» **GIVEN TASK**:
Answer these from the article on the environmental bond bill below:
1. At what time on Thursday was the conference committee's report filed with the House clerk's office?
2. How much does the compromise authorize for repairs and maintenance to municipal and state dams?
3. How often must the state hazard mitigation and climate adaptation plan be filed?

» **SELECTION**:
╔══
Posted on August 1, 2018

House and Senate negotiators agreed Thursday on a $2.4 billion package of long-term environmental investments, authorizing state borrowing to repair coastal infrastructure, fix up parkways and trails, shore up state dams and improve air and water quality.

The conference committee that had been working to reconcile House and Senate versions of the environmental bond bill since early last week filed its report (H 4835) with the House clerk’s office at 7:41 p.m. Thursday evening, early enough to allow the House to consider it during Friday’s formal session.

The House prevailed in talks over a Senate-approved statewide ban on single-use plastic bags, which was dropped from the final version of the bill.

Rep. William “Smitty” Pignatelli posted to Twitter a photo of himself and Sens. William Brownsberger and Anne Gobi handing the report to a clerk. “Didn’t get all that we wanted but extremely proud in the end,” the House chair of the Environment Committee wrote.

Pignatelli told the News Service the conference agreed to include all the House and Senate spending earmarks and grappled with some of the policy sections approved by one branch but not the other.

The compromise authorizes $225 million for “grant programs for land, soil, water and natural resource conservation; open space preservation; watershed remediation; coastal resource protection,” $150 million for air and water quality improvements and $100 million for coastal infrastructure and resiliency measures, including “seawalls, jetties, revetments, retaining walls, beach nourishment, living shorelines and other nature-based solutions.”

There is an $85 million authorization for repairs and maintenance to municipal and state dams, $45 million for remediation or removal of oil or hazardous materials and $50 million for Department of Fish and Game facilities, including $250,000 for the demolition of a boat ramp at Lake Chargoggagoggmanchauggagoggchaubunagungamaugg in Webster.

The bond authorizations in the bill are split into many local earmarks sponsored by reps and senators. The inclusion of a project in a bond bill, even if it is signed by the governor, does not guarantee that a project will occur since the executive branch can only advance a limited number of projects under the state’s annual borrowing cap.

The statewide ban on single-use plastic bags adopted by the Senate did not survive conference negotiations. Pignatelli said the conferees simply could not find consensus on the issue that has passed the Senate at least twice without the House following suit.

“We are very disappointed the legislature did not take action to ban single use plastic bags this session. Over eighty cities and towns have voted to ban these bags in their own communities, representing over a third of Massachusetts residents,” Emily Norton, Massachusetts chapter director of the Sierra Club, said in a statement. “Plastic bags are rarely recycled and often end up as litter in our parks, roadways and waterways, where they harm or kill wildlife and marine animals.”

The conference committee bill adopted the House language around climate adaptation, Pignatelli said, and directs the secretaries of environment and public safety to “coordinate efforts across the commonwealth to strengthen the resiliency of communities, prepare for the impacts of climate change and prepare for and mitigate damage from extreme weather events” and file a state hazard mitigation and climate adaptation plan every five years.

With the environmental bond bill now out of conference, the House and Senate are still negotiating on short-term rental regulation, health care, education funding, animal welfare and clean energy ahead of the July 31 end of formal legislative business.
╚══
» **SUPPLIED ENTRIES**:
╔══
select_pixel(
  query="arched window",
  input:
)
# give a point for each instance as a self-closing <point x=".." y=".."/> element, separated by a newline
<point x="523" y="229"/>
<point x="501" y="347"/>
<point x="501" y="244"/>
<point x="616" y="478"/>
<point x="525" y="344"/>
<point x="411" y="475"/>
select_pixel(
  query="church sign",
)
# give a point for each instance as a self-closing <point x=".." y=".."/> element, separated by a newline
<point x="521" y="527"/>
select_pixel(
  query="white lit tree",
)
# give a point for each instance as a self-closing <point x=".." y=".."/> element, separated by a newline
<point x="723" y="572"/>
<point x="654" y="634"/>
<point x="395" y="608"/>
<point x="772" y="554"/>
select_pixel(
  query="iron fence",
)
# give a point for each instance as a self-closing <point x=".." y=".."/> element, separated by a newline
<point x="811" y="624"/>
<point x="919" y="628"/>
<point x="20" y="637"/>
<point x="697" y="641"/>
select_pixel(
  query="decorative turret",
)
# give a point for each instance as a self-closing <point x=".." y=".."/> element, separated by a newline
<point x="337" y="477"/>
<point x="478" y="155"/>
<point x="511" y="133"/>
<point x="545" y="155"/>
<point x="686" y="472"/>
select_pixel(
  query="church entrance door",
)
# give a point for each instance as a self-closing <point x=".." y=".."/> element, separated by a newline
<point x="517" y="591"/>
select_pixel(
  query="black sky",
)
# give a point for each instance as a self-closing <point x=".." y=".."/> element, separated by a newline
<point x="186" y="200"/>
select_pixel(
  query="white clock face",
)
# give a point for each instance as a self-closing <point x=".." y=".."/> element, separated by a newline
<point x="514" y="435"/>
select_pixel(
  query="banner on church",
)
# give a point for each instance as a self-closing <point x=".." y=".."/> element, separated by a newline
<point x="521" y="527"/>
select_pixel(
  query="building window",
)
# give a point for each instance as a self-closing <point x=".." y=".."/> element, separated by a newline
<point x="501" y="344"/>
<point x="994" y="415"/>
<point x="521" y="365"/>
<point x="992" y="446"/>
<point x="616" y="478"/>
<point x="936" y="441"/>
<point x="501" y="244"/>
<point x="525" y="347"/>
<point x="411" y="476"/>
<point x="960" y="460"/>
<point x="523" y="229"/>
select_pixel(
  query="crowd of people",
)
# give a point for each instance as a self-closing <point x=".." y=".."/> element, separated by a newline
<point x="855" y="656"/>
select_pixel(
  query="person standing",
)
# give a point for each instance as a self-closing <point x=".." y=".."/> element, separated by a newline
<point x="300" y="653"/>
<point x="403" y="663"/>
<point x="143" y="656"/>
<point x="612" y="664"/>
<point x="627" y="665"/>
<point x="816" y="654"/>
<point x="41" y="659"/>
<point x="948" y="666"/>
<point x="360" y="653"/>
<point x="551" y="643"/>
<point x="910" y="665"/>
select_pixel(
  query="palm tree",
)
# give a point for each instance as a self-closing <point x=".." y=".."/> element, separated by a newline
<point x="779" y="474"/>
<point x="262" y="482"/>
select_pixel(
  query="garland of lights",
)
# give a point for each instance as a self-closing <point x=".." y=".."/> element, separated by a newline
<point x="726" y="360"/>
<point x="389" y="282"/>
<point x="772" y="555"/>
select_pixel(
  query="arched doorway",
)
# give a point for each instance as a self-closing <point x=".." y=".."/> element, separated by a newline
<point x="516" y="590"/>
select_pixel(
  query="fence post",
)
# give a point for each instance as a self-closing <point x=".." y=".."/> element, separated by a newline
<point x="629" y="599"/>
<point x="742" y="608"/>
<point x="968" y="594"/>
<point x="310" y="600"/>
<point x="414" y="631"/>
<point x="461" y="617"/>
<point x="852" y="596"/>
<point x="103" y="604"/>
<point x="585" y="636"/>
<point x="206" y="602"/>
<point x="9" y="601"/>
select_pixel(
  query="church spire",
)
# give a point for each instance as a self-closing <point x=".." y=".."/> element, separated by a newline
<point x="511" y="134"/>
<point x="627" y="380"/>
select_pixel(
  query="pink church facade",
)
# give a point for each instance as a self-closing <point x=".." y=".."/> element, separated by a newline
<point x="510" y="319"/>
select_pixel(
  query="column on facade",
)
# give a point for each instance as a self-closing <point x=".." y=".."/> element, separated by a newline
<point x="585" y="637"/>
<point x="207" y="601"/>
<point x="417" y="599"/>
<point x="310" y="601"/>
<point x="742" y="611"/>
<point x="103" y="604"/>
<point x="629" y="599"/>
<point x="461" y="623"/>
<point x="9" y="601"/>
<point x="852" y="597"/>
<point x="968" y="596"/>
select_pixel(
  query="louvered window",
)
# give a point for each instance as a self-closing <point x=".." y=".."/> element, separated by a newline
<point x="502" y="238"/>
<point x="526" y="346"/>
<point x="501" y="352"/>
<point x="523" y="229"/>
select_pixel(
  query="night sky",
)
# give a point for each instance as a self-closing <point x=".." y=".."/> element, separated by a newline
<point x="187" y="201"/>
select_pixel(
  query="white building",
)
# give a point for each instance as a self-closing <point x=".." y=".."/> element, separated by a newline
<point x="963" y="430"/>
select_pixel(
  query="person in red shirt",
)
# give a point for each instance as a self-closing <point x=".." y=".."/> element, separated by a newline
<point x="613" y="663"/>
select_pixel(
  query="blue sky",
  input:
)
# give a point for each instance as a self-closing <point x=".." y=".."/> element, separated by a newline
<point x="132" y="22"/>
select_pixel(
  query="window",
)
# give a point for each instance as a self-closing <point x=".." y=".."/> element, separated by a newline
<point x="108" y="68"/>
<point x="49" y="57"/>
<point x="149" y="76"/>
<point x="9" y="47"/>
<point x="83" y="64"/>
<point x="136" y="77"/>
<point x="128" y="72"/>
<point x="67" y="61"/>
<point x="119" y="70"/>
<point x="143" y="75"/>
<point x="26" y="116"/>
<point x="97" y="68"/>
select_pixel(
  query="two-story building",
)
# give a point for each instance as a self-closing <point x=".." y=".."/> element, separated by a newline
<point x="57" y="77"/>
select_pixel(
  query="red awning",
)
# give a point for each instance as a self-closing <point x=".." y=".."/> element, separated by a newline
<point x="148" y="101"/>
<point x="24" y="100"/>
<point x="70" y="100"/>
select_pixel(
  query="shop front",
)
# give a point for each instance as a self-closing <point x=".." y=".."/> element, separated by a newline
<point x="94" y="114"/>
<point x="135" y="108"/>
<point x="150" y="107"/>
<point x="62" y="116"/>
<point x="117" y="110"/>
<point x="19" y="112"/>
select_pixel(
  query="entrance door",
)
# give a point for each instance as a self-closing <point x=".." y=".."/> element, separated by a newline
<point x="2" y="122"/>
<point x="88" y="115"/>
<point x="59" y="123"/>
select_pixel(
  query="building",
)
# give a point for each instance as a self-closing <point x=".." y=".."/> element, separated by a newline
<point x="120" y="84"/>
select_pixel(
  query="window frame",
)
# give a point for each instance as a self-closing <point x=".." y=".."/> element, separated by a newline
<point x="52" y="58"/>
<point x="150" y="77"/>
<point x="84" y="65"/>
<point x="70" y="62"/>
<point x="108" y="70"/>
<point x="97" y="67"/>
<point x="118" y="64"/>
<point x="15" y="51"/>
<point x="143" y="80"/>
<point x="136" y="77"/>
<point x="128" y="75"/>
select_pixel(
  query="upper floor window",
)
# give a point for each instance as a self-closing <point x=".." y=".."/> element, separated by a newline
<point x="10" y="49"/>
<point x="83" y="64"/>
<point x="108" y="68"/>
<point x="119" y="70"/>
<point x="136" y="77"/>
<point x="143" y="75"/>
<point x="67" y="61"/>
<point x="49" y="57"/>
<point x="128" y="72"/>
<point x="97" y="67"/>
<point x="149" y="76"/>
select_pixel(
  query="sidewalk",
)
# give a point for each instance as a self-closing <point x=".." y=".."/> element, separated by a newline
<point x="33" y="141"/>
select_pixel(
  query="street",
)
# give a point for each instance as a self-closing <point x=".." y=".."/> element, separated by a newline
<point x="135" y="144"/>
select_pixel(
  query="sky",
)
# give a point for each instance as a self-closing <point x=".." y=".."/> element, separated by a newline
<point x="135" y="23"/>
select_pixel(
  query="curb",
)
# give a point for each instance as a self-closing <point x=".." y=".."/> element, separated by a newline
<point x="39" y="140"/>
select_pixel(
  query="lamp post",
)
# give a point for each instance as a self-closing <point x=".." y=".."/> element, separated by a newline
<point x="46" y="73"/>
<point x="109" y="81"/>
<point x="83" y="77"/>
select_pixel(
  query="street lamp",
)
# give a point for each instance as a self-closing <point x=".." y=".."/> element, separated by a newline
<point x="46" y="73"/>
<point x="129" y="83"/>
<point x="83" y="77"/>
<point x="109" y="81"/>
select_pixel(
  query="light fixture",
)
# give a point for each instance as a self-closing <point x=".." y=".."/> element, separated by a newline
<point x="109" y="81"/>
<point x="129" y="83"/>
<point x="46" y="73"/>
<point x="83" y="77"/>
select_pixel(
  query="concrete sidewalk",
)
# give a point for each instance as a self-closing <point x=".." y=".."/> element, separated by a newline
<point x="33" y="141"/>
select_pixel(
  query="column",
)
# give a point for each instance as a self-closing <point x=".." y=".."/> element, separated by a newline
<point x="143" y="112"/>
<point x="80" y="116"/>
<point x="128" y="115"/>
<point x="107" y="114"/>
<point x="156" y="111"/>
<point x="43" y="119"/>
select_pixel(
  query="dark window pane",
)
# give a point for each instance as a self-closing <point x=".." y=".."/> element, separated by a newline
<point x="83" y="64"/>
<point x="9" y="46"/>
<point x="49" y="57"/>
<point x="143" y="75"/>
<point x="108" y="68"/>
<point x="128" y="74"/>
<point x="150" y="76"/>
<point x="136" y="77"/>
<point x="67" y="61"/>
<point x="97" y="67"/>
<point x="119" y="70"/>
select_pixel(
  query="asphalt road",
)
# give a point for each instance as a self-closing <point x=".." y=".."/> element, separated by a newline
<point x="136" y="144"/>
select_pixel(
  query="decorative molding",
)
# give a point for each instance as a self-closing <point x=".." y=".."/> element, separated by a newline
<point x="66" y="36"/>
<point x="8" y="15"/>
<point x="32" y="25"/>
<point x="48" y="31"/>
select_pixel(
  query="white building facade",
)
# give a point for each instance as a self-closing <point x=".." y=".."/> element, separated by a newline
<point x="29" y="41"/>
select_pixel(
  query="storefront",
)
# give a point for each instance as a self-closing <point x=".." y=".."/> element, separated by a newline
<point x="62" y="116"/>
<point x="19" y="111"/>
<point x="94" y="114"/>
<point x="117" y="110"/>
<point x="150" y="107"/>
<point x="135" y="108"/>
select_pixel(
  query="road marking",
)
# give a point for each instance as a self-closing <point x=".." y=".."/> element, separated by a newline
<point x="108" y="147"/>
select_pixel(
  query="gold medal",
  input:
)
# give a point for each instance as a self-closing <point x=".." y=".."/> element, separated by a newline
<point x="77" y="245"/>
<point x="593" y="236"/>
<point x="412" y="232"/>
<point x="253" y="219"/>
╚══
» **PROBLEM SOLUTION**:
1. 7:41 p.m.
2. $85 million
3. Every five years